_Prompt_
Every line of the data needs to be returned exactly.

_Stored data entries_
───

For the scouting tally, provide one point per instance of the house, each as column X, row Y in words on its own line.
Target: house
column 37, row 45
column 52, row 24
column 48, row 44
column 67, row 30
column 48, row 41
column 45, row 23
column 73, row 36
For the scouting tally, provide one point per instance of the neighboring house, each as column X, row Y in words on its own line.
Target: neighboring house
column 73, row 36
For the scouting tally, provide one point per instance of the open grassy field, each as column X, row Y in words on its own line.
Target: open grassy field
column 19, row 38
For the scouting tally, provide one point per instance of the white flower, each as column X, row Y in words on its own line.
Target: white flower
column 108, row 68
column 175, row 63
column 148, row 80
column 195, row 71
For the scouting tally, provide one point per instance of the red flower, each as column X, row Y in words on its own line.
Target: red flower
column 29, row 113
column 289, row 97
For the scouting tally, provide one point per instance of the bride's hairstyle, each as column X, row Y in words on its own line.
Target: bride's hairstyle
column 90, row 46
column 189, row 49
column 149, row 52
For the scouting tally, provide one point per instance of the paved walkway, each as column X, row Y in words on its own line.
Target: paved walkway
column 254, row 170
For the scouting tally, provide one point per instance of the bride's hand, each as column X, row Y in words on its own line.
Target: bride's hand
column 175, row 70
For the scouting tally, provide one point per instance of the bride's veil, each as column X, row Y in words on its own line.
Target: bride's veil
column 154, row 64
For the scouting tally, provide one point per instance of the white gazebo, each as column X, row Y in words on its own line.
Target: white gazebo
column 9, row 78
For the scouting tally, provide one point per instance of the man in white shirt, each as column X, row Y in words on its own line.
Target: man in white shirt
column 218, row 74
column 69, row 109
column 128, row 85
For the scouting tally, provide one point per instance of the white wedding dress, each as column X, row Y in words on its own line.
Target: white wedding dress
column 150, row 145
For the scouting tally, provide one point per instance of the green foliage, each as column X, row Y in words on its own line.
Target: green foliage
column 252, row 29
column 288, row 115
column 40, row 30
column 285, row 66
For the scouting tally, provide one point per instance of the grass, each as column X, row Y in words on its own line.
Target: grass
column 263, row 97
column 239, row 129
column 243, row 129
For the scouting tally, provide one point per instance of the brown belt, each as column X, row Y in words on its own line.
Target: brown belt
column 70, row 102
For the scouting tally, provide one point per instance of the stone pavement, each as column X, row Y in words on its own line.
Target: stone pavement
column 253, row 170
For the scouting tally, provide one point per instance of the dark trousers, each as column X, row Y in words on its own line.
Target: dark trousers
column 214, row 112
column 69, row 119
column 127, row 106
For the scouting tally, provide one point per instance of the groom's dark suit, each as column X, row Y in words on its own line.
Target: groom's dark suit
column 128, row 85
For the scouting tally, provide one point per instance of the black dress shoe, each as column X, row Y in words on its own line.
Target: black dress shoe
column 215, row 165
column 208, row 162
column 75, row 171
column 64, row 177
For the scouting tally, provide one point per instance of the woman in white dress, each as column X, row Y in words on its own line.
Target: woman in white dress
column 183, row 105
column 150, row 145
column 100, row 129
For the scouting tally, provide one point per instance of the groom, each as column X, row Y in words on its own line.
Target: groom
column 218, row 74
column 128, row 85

───

_Task solution_
For the scouting tally, provide one point per instance of the house, each as column X, row Y in words on its own line.
Target: house
column 37, row 45
column 52, row 24
column 48, row 44
column 67, row 30
column 48, row 41
column 45, row 23
column 73, row 36
For the scouting tally, provide one point per instance of the neighboring house, each as column X, row Y in words on its own line.
Target: neighboring house
column 73, row 36
For the scouting tally, provide one point per instance of the open grassy field, each as column X, row Y in words on its own line.
Target: open grassy field
column 19, row 38
For the scouting tally, provide one point per instance of the white flower, each as column X, row Y in words on its own line.
Target: white flower
column 108, row 68
column 175, row 63
column 148, row 80
column 195, row 71
For the scouting tally, provide one point per instance of the red flower, each as column X, row Y in words on its own line.
Target: red flower
column 29, row 113
column 289, row 97
For the scouting tally, provide one point per instance of the bride's hairstyle, each as column X, row Y in words on its own line.
Target: bride's hairstyle
column 90, row 46
column 189, row 49
column 149, row 52
For the scouting tally, provide one point per instance of the paved walkway, each as column X, row Y in words on its own line.
Target: paved walkway
column 254, row 170
For the scouting tally, provide one point per instance of the bride's hand, each as column X, row Y in words on its own line.
Target: bride's hand
column 175, row 70
For the scouting tally, provide one point per instance of the bride's veil, each as column X, row Y in words on its own line.
Target: bride's veil
column 154, row 64
For the scouting tally, provide one point per instance of the white gazebo, each as column X, row Y in words on its own line.
Target: white gazebo
column 9, row 78
For the scouting tally, provide one point per instance of the man in white shirt, each as column X, row Y in words on its own line.
Target: man in white shirt
column 218, row 74
column 69, row 109
column 128, row 85
For the scouting tally, provide one point per instance of the white wedding dress, each as column X, row Y in words on its own line.
Target: white wedding dress
column 150, row 145
For the scouting tally, provide one point per instance of the green foliage, each as column X, row Y in words on its own line.
Target: green foliage
column 252, row 29
column 288, row 115
column 40, row 30
column 285, row 66
For the scouting tally, provide one point per instance of the grass, each as column X, row Y in words on its own line.
Target: grass
column 263, row 97
column 239, row 129
column 243, row 129
For the scouting tally, provide one point per instance of the brown belt, each as column X, row Y in words on its own line.
Target: brown belt
column 70, row 102
For the scouting tally, provide one point per instance of the stone pavement, each as column X, row Y in words on its own line.
Target: stone pavement
column 253, row 170
For the scouting tally, provide one point per instance of the dark trousers, each as column X, row Y in words on its own line.
Target: dark trousers
column 214, row 112
column 69, row 119
column 127, row 106
For the scouting tally, provide one point per instance of the groom's dark suit, each as column X, row Y in words on its own line.
Target: groom's dark suit
column 128, row 85
For the scouting tally, provide one point per instance of the black dress shoe, each as column X, row Y in words on its own line.
Target: black dress shoe
column 215, row 165
column 208, row 162
column 75, row 171
column 64, row 177
For the scouting tally, provide one point per instance of the woman in white dress, each as column X, row Y in words on its own line.
Target: woman in white dress
column 183, row 105
column 150, row 145
column 100, row 129
For the scouting tally, provide one point per instance of the groom, each as column X, row Y in words on its own line.
Target: groom
column 218, row 74
column 128, row 85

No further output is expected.